* [TASK]:
Copy the full listing exactly.

Content starts

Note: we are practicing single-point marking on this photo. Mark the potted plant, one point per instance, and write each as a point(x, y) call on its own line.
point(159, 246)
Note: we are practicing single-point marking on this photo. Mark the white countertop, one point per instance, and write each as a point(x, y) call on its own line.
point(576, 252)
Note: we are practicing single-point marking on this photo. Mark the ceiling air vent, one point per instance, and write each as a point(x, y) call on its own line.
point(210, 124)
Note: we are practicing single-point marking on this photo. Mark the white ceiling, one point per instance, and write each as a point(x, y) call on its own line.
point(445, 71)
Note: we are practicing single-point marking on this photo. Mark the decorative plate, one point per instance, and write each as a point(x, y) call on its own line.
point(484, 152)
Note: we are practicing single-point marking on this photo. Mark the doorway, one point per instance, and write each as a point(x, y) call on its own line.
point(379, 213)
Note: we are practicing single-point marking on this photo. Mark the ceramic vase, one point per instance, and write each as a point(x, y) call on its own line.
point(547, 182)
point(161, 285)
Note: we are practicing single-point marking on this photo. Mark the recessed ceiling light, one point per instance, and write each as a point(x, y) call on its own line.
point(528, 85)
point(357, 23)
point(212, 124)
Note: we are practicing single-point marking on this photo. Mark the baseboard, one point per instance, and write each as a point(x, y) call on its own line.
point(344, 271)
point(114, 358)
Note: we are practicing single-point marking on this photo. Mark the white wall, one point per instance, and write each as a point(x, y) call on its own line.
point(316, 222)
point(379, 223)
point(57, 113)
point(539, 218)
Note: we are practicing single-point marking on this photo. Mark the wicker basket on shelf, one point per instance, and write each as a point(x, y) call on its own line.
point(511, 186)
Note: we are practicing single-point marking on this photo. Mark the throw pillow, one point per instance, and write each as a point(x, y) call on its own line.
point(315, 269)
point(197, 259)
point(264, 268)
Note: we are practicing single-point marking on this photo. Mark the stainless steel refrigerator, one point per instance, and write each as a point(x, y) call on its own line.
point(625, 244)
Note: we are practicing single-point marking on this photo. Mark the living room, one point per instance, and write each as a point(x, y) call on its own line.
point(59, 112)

Content ends

* [ANSWER]:
Note: we are practicing single-point marking on this photo. Mark the potted plant, one point per instance, and write each as a point(x, y) call on its own line.
point(159, 246)
Note: we are practicing single-point marking on this photo. Mark the white countertop, one point per instance, and write each as a point(x, y) call on its own line.
point(576, 252)
Note: we are practicing single-point marking on this photo. Mark the ceiling air vent, one point per instance, and write each as a point(x, y) call on its own line.
point(210, 124)
Note: we are practicing single-point marking on this photo. Mark the white ceiling, one point per instance, and write each as a point(x, y) call on its own line.
point(445, 71)
Note: we are practicing single-point marking on this photo. Mark the decorative plate, one point per instance, and write each as a point(x, y) call on its own line.
point(484, 152)
Note: we are practicing single-point marking on this photo. Mark the doorway, one point per instance, and write each as a point(x, y) call on its own line.
point(379, 213)
Note: we are practicing single-point marking on this photo. Mark the ceramic vase, one point per instance, and write each as a point(x, y) call on its own line.
point(547, 182)
point(161, 285)
Note: we are practicing single-point marking on this photo. Mark the recessed ceiling light, one point per instance, and write each as a point(x, y) call on its own line.
point(528, 85)
point(357, 23)
point(212, 124)
Note: we are practicing single-point marking on this photo. Mark the baseboard, one point per instance, and write each as a point(x, y) call on its own line.
point(344, 271)
point(114, 358)
Note: we are practicing single-point marking on this photo. Mark the white wall, one point per instance, and write each as a point(x, y) call on its own line.
point(316, 222)
point(379, 223)
point(57, 113)
point(539, 218)
Note: we are practicing single-point marking on this photo. Mark the wicker basket on shelf, one point per instance, and write each as a point(x, y) call on its own line.
point(511, 186)
Note: we are practicing single-point marking on this photo. Mark the throw pillow, one point per instance, and write each as a point(x, y) call on its own line.
point(315, 269)
point(197, 259)
point(264, 268)
Note: we are practicing single-point marking on this photo. Mark the stainless steel refrigerator, one point per instance, and write each as a point(x, y) call on its own line.
point(625, 244)
Note: we are practicing single-point marking on this photo. Mark the living room, one point per instance, and write each as a point(x, y) call on its own line.
point(59, 112)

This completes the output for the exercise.